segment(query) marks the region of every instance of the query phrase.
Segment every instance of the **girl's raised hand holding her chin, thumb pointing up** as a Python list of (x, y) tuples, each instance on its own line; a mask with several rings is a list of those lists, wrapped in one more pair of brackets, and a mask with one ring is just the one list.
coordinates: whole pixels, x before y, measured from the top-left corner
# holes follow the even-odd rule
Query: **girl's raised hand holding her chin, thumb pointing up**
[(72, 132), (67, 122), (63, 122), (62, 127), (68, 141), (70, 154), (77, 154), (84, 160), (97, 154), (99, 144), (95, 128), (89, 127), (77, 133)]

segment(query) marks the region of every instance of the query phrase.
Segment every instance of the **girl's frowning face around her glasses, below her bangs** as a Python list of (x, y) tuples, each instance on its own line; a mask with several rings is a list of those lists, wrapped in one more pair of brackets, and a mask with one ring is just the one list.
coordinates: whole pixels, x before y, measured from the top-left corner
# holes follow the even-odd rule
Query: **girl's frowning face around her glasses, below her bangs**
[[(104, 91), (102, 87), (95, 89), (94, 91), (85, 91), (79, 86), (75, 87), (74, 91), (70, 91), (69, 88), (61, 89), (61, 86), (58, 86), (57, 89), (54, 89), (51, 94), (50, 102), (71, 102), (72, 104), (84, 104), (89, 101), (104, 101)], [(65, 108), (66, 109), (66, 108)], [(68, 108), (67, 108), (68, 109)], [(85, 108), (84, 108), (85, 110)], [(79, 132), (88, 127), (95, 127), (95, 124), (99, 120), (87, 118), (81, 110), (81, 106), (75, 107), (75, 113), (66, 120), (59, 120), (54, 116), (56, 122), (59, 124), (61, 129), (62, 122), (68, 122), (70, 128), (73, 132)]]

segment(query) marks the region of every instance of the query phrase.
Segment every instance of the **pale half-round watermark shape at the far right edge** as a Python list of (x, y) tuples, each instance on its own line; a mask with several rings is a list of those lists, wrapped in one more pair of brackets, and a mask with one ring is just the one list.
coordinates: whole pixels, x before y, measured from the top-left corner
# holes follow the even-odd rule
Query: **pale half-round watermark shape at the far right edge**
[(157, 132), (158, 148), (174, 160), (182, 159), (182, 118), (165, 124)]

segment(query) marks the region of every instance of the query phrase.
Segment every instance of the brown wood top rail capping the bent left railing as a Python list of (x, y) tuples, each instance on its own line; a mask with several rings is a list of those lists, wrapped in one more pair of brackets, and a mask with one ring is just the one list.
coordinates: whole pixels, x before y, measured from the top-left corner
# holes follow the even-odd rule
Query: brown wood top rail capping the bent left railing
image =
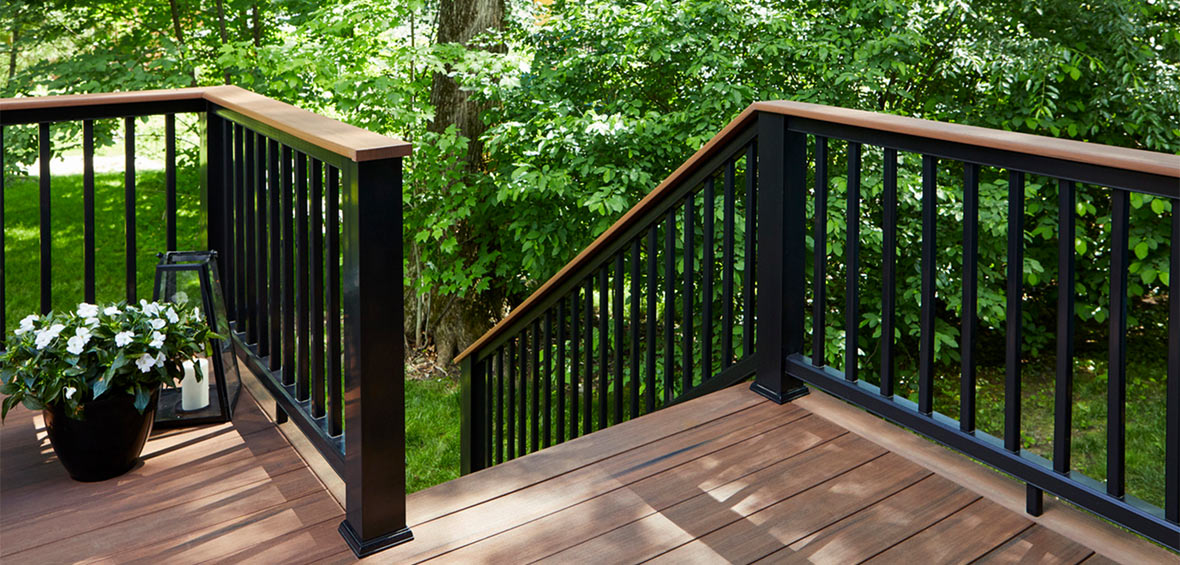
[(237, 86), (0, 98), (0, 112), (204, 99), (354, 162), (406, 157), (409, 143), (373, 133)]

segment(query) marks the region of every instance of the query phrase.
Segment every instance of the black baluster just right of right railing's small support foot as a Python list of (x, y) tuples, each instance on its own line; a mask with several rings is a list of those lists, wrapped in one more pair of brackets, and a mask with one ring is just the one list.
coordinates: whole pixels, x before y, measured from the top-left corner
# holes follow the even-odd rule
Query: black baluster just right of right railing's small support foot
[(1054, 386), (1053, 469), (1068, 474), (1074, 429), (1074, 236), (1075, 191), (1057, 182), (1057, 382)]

○ ○ ○ ○ ○

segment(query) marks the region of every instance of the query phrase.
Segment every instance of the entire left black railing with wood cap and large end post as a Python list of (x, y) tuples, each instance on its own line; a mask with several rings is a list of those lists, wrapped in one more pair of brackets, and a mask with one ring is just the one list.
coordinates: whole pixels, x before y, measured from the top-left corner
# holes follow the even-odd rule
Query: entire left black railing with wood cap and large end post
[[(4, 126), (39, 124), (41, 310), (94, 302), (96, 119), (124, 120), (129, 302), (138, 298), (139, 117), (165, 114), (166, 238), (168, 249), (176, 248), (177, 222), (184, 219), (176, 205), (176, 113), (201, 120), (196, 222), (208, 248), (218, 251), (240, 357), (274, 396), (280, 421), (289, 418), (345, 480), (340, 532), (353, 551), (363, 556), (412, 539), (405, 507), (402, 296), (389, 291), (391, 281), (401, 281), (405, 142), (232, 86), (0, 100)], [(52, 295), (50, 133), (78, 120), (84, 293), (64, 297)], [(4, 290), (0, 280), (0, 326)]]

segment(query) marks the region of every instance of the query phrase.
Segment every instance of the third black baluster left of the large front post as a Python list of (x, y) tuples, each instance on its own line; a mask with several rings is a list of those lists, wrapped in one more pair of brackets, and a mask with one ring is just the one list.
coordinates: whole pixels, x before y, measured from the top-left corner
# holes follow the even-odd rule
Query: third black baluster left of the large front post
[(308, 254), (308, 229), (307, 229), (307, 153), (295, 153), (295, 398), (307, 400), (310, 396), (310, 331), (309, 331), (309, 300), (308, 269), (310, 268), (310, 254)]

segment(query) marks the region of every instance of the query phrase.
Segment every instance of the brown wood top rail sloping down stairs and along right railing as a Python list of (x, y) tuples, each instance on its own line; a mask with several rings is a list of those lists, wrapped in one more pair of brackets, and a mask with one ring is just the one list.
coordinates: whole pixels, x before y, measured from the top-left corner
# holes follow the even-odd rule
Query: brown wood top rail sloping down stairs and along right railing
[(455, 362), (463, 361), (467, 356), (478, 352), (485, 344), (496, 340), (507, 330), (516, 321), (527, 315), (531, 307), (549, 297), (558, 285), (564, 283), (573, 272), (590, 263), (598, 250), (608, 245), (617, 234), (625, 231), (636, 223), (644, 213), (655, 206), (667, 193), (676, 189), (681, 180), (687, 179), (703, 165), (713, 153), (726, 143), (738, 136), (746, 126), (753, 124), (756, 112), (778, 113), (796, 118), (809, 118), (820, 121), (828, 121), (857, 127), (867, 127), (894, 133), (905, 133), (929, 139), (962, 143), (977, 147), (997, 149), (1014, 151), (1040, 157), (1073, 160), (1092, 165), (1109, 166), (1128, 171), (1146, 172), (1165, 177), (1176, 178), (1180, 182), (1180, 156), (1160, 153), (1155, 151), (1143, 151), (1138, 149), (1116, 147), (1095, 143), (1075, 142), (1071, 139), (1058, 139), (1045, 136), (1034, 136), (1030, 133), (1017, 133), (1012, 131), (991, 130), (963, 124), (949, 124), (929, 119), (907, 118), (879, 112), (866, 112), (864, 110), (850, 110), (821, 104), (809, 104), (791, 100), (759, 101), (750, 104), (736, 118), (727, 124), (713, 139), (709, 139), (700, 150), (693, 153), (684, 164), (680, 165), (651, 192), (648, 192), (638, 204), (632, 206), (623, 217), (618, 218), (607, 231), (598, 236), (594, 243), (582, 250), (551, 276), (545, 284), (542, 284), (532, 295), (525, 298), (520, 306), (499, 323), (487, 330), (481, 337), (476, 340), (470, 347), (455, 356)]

○ ○ ○ ○ ○

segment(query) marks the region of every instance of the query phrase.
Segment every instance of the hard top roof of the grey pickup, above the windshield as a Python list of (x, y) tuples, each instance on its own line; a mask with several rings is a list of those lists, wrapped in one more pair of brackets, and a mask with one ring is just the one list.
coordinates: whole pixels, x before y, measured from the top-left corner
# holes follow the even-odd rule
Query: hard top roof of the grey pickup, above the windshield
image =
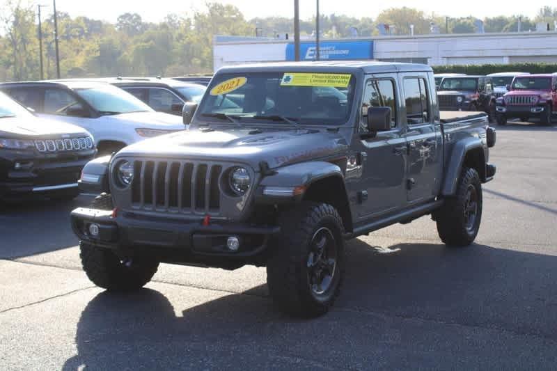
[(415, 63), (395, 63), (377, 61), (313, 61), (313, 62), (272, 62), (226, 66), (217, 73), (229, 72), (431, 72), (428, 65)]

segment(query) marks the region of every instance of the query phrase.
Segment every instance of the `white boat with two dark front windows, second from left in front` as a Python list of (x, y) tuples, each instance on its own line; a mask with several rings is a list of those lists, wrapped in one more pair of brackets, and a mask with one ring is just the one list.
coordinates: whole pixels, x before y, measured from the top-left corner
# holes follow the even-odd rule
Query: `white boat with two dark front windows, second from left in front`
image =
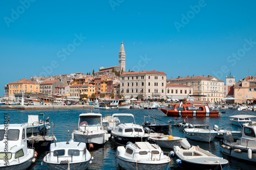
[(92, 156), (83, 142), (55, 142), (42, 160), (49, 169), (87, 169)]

○ ○ ○ ○ ○

When a line of the material holds "roof", count it once, and then give the final number alone.

§ **Task result**: 2